What is the number of lines in the listing below that include the string "instance"? Answer with that number alone.

======

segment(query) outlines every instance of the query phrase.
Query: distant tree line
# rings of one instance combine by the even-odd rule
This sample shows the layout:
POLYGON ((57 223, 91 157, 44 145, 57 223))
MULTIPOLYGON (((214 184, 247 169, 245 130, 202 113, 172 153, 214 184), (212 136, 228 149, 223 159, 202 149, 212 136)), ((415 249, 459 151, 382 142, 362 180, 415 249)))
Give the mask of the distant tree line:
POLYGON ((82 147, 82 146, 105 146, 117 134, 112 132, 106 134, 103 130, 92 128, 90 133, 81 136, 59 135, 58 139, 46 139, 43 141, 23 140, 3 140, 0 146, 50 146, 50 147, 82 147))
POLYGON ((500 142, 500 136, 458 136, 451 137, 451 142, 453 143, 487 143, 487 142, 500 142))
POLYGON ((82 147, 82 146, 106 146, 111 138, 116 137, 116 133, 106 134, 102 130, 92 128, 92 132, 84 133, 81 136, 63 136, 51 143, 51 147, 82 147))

======

Exercise output
2